• Direction 1:
From the 351st Bombardment Group history below, list every squadron named as part of the group's base unit at Polebrook.
• Direction 2:
Pick up the 351st Bombardment Group history below at its final line and write what comes next.

START Supplied text

351st Bombardment Group at Polebrook

Most Decorated B-17 Pilots in WWII - A History

 

 

 

 

 

 

 

"Yesterday, Dec. 7th , a date that will live in infamy, forces of the Japanese Navy attacked Pearl Harbor... " Pres. Franklin D Roosevelt

 

AIRCRAFT & PILOT NUMBERS in WWII

In six brief years over 299,000 aircraft were manufactured in the US.

According to Air Command; “To man these aircraft the USAAF trained 193,440 pilots and washed out another 124,000 from 1 July 1939 to 31 Aug. 1945 while training 400,000 aircrew to man the bombers and transports with bombardiers, navigators, gunners flight engineers and other specialists.” The war began a revolution in the training of USAAF airmen.

 

Founding of the 351st Bombardment Group

On Tuesday Nov. 24, 1942 at Geiger Field just outside Spokane,WA the 351stBG(H) consisting of four air Squadrons was officially formed. At Polebrook, the Rothchild country estate in Northhampshire, the 351st base unit was to be comprised of the 508th, 509th, 510th and 511th Squadrons; each with a complement of 72 B-17s (plus hacks and spares). With aircrew and support personnel the station had an estimated strength of 7,900 personnel.

Dec. 28th 1942: Flying conditions in Washington were unsuitable for a heavy training schedule. After a short stay at Geiger Field the 351st entrained for Biggs Field (El Paso), Texas arriving Jan. 2, 1942 to conduct round-the-clock combat flight training.

The Air Echelon of the 351st BG began to ship overseas on April 1st 1943 transiting through Kearney Air Base, NE.

Officially Station 110 was activated April 15, 1943. B-17s, station hacks and key support personnel were ferried from Pueblo,CO. AAF through Presque Isle & Dow Field in Maine to Gander Lake, Labrador then flown to Prestwick, Scotland and finally on to Polebrook. May 4th 1943 under secret orders Ground Echelon personnel went by troop ship departing from New York on the Queen Elizabeth. The 510th and their brethren were going in harm's way. May 13th the 351st flew its first combat mission but had to abort due to flight element separation.

510th Squadron "Triangle J"

 

510th Sqdrn Devil Patch 351st Tail Marking 351st in action over Germany

 

510th (TU- ) Commanders:
Cap. William R. Forsythe Nov. 24, 1942 - May 14, 1943 …POW (this was reported June 24th)
Maj. John R. Blaylock May 17, 1943 - Dec. 31, 1943 … KIA in raid on Cognac A/D
Maj. Leonard B. Roper Jan. 4, 1944 - Jul. 21, 1944
Lt. Col. Paul D. Wood Jul. 21, 1944 - Oct. 15, 1944
Maj. Leonard B. Roper Oct. 15, 1944 - Jan. 17, 1945
Maj. John D. Gorham Jnr. Jan. 17, 1945 - Aug. 28, 1945

(source: Air Force Historical Research Agency declassified unit diary)

END Supplied text
START Data extract

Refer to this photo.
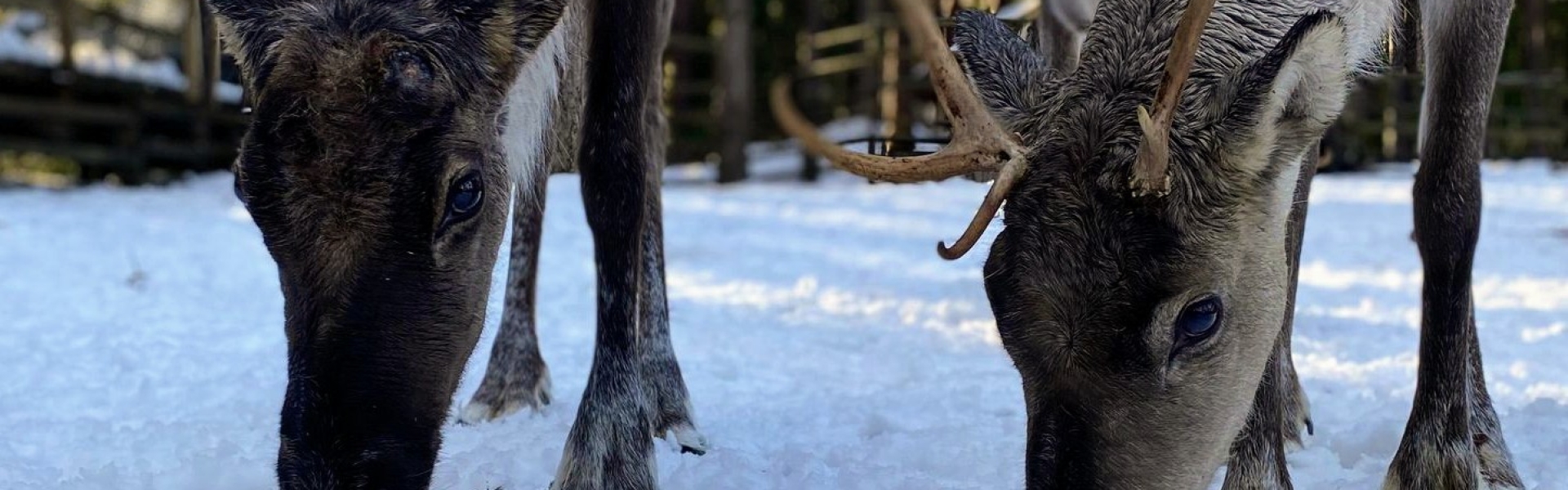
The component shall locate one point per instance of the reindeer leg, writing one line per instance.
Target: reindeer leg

END Data extract

• Task output 1:
508th Squadron, 509th Squadron, 510th Squadron, 511th Squadron

• Task output 2:
Polebrook Ceremony June 28th 1943

All personnel turned out in Class A uniform for the official dedication cremony when the Royal Air Force turned over possession of Polebrook Station 110 to the 351st on June 28th. The Group was deactivated 28 Aug. 1945.

 

ETO Air War Expansion

Under the leadership of Gen. Hap Arnold and Gen. Jimmy Doolittle the 8th Air Force underwent vast and fundamental changes. By early 1942 the remote Southwestern US was transformed by bulldozers hard at work building air fields and training camps in what had been open range only months before.

It would be up to men as young as 18 with many still in high school to step up and do a man's job.

My stepfather, 1st Lt. Francis M. Needham, co-pilot of B-17 “Nobody’s Darlin” #423093 TU-K (and "Black Magic") based at Polebrook with the 510th SQ was one of these teenage WWII fliers. Immediately after high school graduation June of 1942 he joined the AVCAD program and reported to his collection center. He was processed and reported for primary flight training at Hicks Field, Texas. He was just 18 years old.

Bomber Pilot Selection Process:

Almost every B-17 pilot in the 8th Air Force was a volunteer. Most Cadets were inducted after Pearl Harbor at age 21 or upon reaching 18 years. If the candidate passed his initial battery of USAAF tests he went on to Primary and then to Advanced Pilot Training. Those who washed out but displayed math aptitude became bombardiers and navigators. If the pipeline did not permit entry into primary training many candidates went to radio school or became aircarft gunners.

Cadet Training 351stPg3

West Point of The AAF Randolph Field,Texas

 

War Correspondent Andy Rooney, Courage & Nose Art

 

Eugene Townsend's nose art

Reproduced courtesy of the artist, Eugene Townsend, from "Boyd Thompson's 32nd Bomb Squadron, 1942 -1945, Web-Site."

 

"I love my country…I was stationed in Spokane, Wash. (Geiger Field), as a clerk for the Air Force," 95 yr old Ms. Marjorie Ahern said in a recent 2002 interview for an article “Courage of the People”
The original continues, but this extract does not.